** DATA TO USE **
·····
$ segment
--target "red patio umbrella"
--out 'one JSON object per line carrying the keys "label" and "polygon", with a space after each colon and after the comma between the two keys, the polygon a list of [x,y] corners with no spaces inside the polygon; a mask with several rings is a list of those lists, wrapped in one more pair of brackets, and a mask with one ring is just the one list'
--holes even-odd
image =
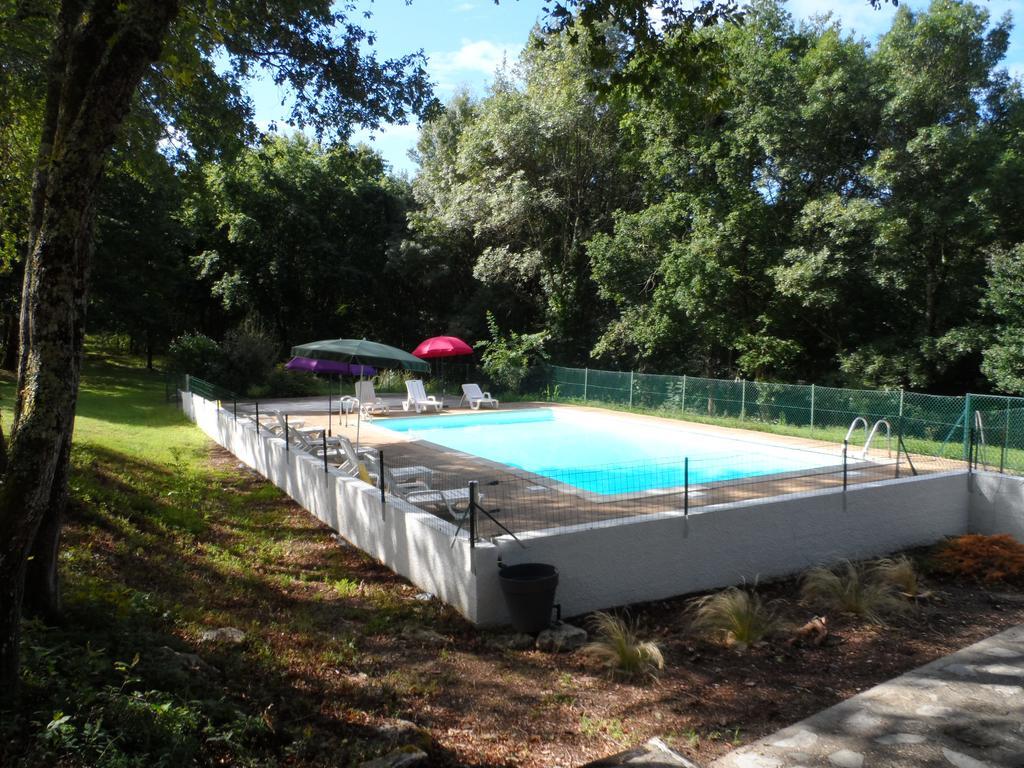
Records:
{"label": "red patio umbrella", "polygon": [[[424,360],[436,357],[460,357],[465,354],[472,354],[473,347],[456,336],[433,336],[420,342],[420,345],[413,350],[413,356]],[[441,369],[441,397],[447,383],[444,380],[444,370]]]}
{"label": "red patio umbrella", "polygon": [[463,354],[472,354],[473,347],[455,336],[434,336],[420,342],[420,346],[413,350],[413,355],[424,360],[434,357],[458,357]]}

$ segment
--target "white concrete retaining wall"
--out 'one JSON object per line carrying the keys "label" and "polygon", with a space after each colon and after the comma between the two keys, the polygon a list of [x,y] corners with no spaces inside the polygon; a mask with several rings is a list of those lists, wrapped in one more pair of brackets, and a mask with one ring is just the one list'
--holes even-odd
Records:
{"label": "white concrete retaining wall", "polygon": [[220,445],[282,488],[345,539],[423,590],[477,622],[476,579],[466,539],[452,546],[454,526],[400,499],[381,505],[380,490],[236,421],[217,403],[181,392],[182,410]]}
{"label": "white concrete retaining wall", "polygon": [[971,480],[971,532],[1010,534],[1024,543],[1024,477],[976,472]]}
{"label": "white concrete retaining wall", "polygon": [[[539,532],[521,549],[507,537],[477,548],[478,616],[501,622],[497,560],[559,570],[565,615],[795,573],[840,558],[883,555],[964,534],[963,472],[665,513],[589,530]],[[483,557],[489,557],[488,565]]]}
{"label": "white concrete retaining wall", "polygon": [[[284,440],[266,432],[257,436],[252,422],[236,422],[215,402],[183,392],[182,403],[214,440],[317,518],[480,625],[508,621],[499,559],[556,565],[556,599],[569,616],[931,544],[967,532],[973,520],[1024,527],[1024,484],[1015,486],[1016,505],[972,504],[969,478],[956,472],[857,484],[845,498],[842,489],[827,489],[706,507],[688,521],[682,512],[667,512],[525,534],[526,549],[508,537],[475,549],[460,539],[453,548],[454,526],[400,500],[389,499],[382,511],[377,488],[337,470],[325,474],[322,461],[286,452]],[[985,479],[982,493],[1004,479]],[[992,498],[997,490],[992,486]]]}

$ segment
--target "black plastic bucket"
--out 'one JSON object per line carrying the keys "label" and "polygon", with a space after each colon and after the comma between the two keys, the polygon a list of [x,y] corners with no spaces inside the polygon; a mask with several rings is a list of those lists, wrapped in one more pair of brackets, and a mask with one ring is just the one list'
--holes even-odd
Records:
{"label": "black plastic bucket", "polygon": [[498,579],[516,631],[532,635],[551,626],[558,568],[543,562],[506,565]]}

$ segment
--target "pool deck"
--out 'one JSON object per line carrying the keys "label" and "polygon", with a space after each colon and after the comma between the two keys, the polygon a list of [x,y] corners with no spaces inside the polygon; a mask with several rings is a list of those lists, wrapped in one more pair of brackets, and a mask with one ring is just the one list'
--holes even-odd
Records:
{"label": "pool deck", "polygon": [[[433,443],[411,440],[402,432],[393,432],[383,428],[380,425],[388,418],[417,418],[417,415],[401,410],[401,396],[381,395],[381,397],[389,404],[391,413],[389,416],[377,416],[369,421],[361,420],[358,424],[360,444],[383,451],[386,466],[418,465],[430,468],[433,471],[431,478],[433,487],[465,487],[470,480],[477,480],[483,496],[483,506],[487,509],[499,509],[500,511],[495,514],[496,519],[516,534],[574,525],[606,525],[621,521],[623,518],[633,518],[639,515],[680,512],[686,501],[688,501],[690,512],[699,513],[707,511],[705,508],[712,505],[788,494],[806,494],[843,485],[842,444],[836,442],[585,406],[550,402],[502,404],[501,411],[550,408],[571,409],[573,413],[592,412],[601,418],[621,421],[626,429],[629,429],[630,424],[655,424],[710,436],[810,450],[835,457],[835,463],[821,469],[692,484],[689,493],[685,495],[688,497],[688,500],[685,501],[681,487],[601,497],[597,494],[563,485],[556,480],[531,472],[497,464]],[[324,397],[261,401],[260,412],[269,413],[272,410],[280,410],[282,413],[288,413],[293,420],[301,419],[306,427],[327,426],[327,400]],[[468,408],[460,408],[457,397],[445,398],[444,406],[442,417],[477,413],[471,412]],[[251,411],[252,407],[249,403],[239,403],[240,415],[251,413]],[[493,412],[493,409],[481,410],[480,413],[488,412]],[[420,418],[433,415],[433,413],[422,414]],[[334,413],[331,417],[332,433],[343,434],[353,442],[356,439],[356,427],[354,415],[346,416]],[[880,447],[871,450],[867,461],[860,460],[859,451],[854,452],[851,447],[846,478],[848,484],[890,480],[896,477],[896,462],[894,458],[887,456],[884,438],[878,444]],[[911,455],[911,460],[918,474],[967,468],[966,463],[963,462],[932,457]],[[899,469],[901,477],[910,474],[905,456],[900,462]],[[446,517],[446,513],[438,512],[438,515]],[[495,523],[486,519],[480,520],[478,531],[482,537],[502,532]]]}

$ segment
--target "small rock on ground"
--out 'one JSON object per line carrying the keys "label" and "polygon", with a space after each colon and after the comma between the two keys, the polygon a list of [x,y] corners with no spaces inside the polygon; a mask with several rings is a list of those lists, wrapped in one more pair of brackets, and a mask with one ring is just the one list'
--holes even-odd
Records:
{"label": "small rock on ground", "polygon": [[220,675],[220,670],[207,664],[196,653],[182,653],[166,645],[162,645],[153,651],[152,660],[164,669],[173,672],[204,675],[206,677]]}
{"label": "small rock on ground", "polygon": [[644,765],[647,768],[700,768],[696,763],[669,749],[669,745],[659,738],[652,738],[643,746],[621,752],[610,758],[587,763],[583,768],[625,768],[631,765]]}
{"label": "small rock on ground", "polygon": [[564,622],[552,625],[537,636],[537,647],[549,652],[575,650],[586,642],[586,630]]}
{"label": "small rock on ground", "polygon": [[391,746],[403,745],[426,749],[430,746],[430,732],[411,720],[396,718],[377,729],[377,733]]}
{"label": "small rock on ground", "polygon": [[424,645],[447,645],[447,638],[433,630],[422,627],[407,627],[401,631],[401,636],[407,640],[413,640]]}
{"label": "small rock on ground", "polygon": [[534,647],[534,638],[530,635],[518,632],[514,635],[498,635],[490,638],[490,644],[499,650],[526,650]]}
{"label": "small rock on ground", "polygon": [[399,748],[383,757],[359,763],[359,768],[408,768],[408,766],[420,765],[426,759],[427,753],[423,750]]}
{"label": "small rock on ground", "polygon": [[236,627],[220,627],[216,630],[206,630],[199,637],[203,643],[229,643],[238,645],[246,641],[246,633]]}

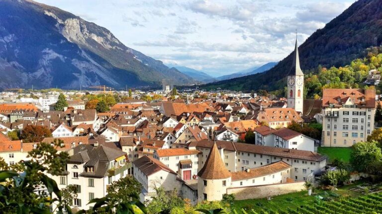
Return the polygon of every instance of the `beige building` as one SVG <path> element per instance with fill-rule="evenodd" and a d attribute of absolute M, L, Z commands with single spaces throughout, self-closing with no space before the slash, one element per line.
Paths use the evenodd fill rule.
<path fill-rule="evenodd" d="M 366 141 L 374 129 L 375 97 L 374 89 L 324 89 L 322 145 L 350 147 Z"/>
·····
** REQUEST **
Quote every line word for word and keep the images out of the copy.

** TASK RESPONSE **
$ segment
--target "red patio umbrella"
--out 'one JSON object per line carrying the keys "label" and "polygon", with a space after each colon and after the comma between the two keys, the polygon a list of [x,y] corners with no spaces inside the polygon; a mask with several rings is a list of those lists, wrapped in one more pair of brackets, and a mask with one ring is just the one list'
--holes even-odd
image =
Records:
{"label": "red patio umbrella", "polygon": [[[424,360],[436,357],[460,357],[465,354],[472,354],[473,347],[456,336],[433,336],[420,342],[420,345],[413,350],[413,356]],[[441,369],[441,397],[447,383],[444,380],[444,370]]]}
{"label": "red patio umbrella", "polygon": [[463,354],[472,354],[473,347],[455,336],[434,336],[420,342],[420,346],[413,350],[413,355],[424,360],[434,357],[458,357]]}

$ segment
--target "white concrete retaining wall"
--out 'one JSON object per line carrying the keys "label" and "polygon", with a space after each colon and after the comma between the two keys, the polygon a list of [x,y] corners with no spaces inside the polygon; a mask with several rings is a list of those lists, wrapped in one more pair of brackets, and a mask with one ring is just the one list'
--holes even-odd
Records:
{"label": "white concrete retaining wall", "polygon": [[220,445],[282,488],[345,539],[423,590],[477,622],[476,579],[466,539],[452,546],[454,526],[400,499],[381,505],[380,490],[236,421],[217,403],[181,392],[182,410]]}
{"label": "white concrete retaining wall", "polygon": [[971,480],[971,532],[1010,534],[1024,543],[1024,477],[976,472]]}
{"label": "white concrete retaining wall", "polygon": [[[539,532],[521,549],[507,537],[477,548],[478,616],[501,622],[497,560],[559,570],[565,615],[795,573],[840,558],[883,555],[964,534],[963,472],[665,513],[589,530]],[[483,557],[489,557],[488,565]]]}
{"label": "white concrete retaining wall", "polygon": [[[284,440],[266,432],[257,436],[252,422],[236,422],[215,402],[183,392],[182,403],[214,440],[317,518],[480,625],[508,621],[499,559],[556,565],[556,599],[569,616],[931,544],[967,532],[973,520],[1024,527],[1024,484],[1015,486],[1016,505],[972,504],[969,478],[956,472],[857,484],[845,498],[842,489],[827,489],[706,507],[688,521],[682,512],[667,512],[525,534],[526,549],[508,537],[475,549],[460,539],[453,548],[454,526],[400,500],[389,499],[382,511],[377,488],[337,470],[325,474],[322,461],[286,452]],[[985,479],[982,493],[1004,479]],[[992,498],[997,490],[992,486]]]}

$ segment
--target "black plastic bucket"
--out 'one JSON object per line carrying the keys "label" and "polygon", with a space after each colon and after the comma between the two keys, the polygon a list of [x,y] corners with no spaces inside the polygon; a mask with several rings is a list of those lists, wrapped in one more pair of brackets, and a mask with one ring is just the one list'
--holes even-odd
Records:
{"label": "black plastic bucket", "polygon": [[498,579],[516,631],[532,635],[551,626],[558,568],[543,562],[506,565]]}

$ segment
--target "pool deck"
--out 'one JSON object per line carrying the keys "label" and "polygon", with a space after each colon and after the comma between the two keys, the polygon a list of [x,y] corners with no spaces inside the polygon; a mask with several rings is a list of those lists, wrapped in one more pair of brackets, and a mask with one ring is just the one list'
--holes even-odd
Records:
{"label": "pool deck", "polygon": [[[433,443],[411,440],[402,432],[393,432],[383,428],[380,425],[388,418],[417,418],[417,415],[401,410],[401,396],[381,395],[381,397],[389,404],[391,413],[389,416],[377,416],[369,421],[361,420],[358,424],[360,444],[383,451],[386,466],[418,465],[430,468],[433,471],[431,478],[433,487],[465,487],[470,480],[477,480],[483,496],[483,506],[487,509],[499,509],[500,511],[495,514],[496,519],[516,534],[574,525],[606,525],[621,521],[623,518],[633,518],[639,515],[680,512],[686,501],[688,501],[690,512],[699,513],[707,511],[705,508],[712,505],[788,494],[806,494],[843,485],[842,444],[836,442],[585,406],[550,402],[502,404],[501,411],[550,408],[571,409],[573,413],[592,412],[601,418],[621,421],[626,429],[629,429],[630,424],[655,424],[710,436],[810,450],[835,457],[835,463],[821,469],[692,484],[689,493],[685,495],[688,497],[688,500],[685,501],[681,487],[601,497],[597,494],[563,485],[556,480],[531,472],[497,464]],[[324,397],[261,401],[260,412],[269,413],[272,410],[280,410],[282,413],[288,413],[293,420],[301,419],[306,427],[327,426],[327,400]],[[468,408],[460,408],[457,397],[445,398],[444,406],[442,417],[477,413],[471,412]],[[251,411],[252,407],[249,403],[239,403],[240,415],[251,413]],[[493,412],[493,409],[481,410],[480,413],[488,412]],[[420,418],[433,415],[433,413],[422,414]],[[334,413],[331,417],[332,433],[343,434],[353,442],[356,439],[356,427],[354,415],[346,416]],[[880,447],[871,450],[867,461],[860,460],[859,451],[854,452],[851,447],[846,478],[848,484],[890,480],[896,477],[896,462],[894,458],[887,456],[884,438],[878,444]],[[911,455],[911,460],[918,474],[967,468],[966,463],[963,462],[932,457]],[[899,469],[901,477],[910,474],[905,456],[900,462]],[[446,517],[446,513],[438,512],[438,515]],[[495,523],[486,519],[480,520],[478,531],[482,537],[502,532]]]}

$ segment
--target "small rock on ground"
--out 'one JSON object per line carrying the keys "label" and "polygon", with a space after each colon and after the comma between the two keys, the polygon a list of [x,y] corners with no spaces inside the polygon; a mask with several rings is a list of those lists, wrapped in one more pair of brackets, and a mask with one ring is just the one list'
--holes even-odd
Records:
{"label": "small rock on ground", "polygon": [[220,675],[220,670],[207,664],[196,653],[182,653],[166,645],[162,645],[153,651],[152,660],[164,669],[173,672],[204,675],[206,677]]}
{"label": "small rock on ground", "polygon": [[644,765],[647,768],[700,768],[696,763],[669,749],[669,745],[659,738],[652,738],[643,746],[621,752],[610,758],[587,763],[583,768],[625,768],[631,765]]}
{"label": "small rock on ground", "polygon": [[564,622],[552,625],[537,636],[537,647],[549,652],[575,650],[586,642],[586,630]]}
{"label": "small rock on ground", "polygon": [[391,746],[403,745],[426,749],[430,746],[430,732],[411,720],[396,718],[377,729],[377,733]]}
{"label": "small rock on ground", "polygon": [[424,645],[447,645],[447,638],[433,630],[422,627],[407,627],[401,631],[401,636],[407,640],[413,640]]}
{"label": "small rock on ground", "polygon": [[534,647],[534,638],[530,635],[518,632],[514,635],[498,635],[490,638],[490,644],[499,650],[526,650]]}
{"label": "small rock on ground", "polygon": [[399,748],[383,757],[359,763],[359,768],[408,768],[408,766],[420,765],[426,759],[427,753],[423,750]]}
{"label": "small rock on ground", "polygon": [[236,627],[220,627],[216,630],[206,630],[199,637],[203,643],[229,643],[238,645],[246,641],[246,633]]}

Return the polygon of every instance of the `beige building` as one SVG <path> element per instance with fill-rule="evenodd" and a d attribute of absolute M, L, Z commands with single spaces throughout, self-closing with no space before the slash, one element per line.
Paths use the evenodd fill rule.
<path fill-rule="evenodd" d="M 366 141 L 374 129 L 375 97 L 374 89 L 324 89 L 322 145 L 350 147 Z"/>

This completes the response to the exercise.